**DA SVOLGERE**
Converti in una tabella Markdown solo le righe comprese tra quella che contiene "Mark every instance of the green" e quella che contiene "x=562 y=277", entrambe incluse. Usa le colonne "Riga", con il numero progressivo, e "Testo", salta le righe vuote e non riportare le immagini.

**MATERIALE FORNITO**
::::::

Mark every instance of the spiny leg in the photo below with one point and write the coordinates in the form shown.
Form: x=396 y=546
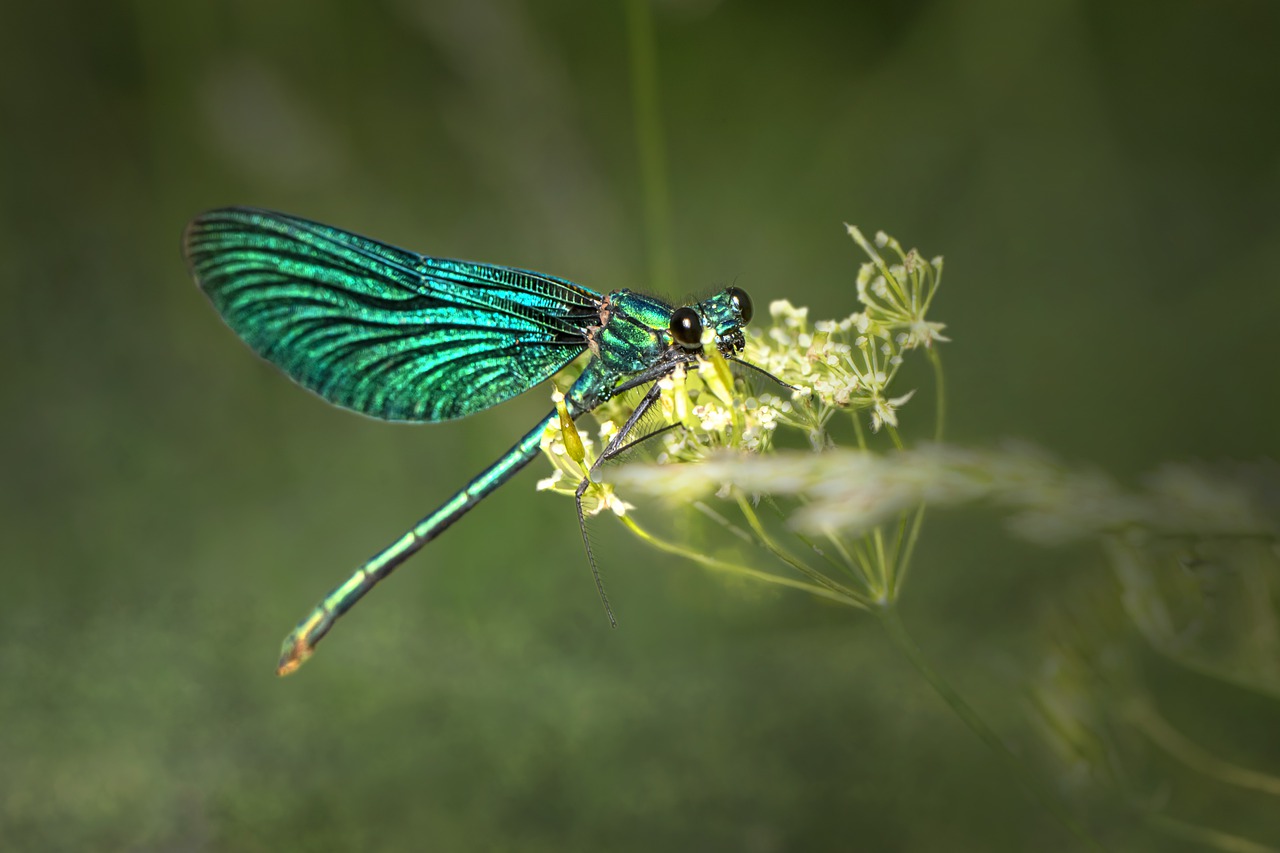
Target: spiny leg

::::::

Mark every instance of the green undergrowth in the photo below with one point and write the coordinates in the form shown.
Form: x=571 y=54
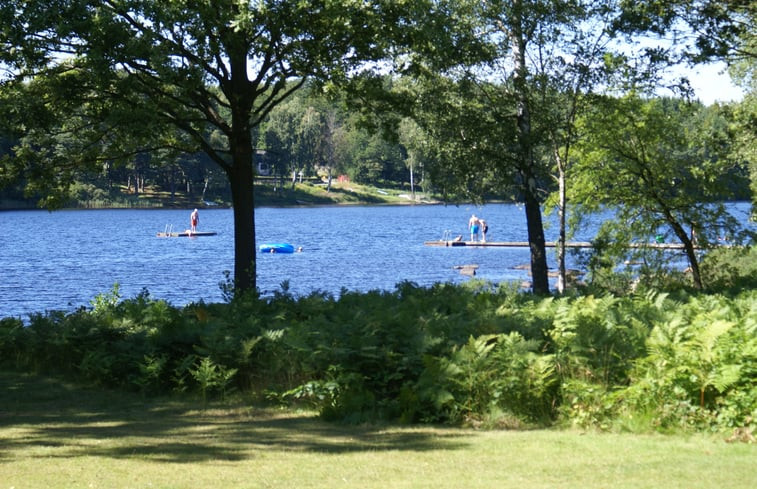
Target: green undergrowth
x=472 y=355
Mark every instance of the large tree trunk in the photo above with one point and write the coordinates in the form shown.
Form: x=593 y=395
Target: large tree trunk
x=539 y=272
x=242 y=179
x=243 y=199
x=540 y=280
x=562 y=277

::::::

**RISULTATO DELL'ESERCIZIO**
| Riga | Testo |
|---|---|
| 1 | Mark every instance of the green undergrowth in the photo below with one point and write the coordinates in the form shown. |
| 2 | Form: x=571 y=54 |
| 3 | Target: green undergrowth |
| 4 | x=472 y=355 |
| 5 | Mark every instance of the large tree trunk in the photo above with one point and write the coordinates in the form shown. |
| 6 | Form: x=593 y=395 |
| 7 | Target: large tree trunk |
| 8 | x=539 y=272 |
| 9 | x=242 y=179 |
| 10 | x=243 y=199 |
| 11 | x=540 y=280 |
| 12 | x=562 y=277 |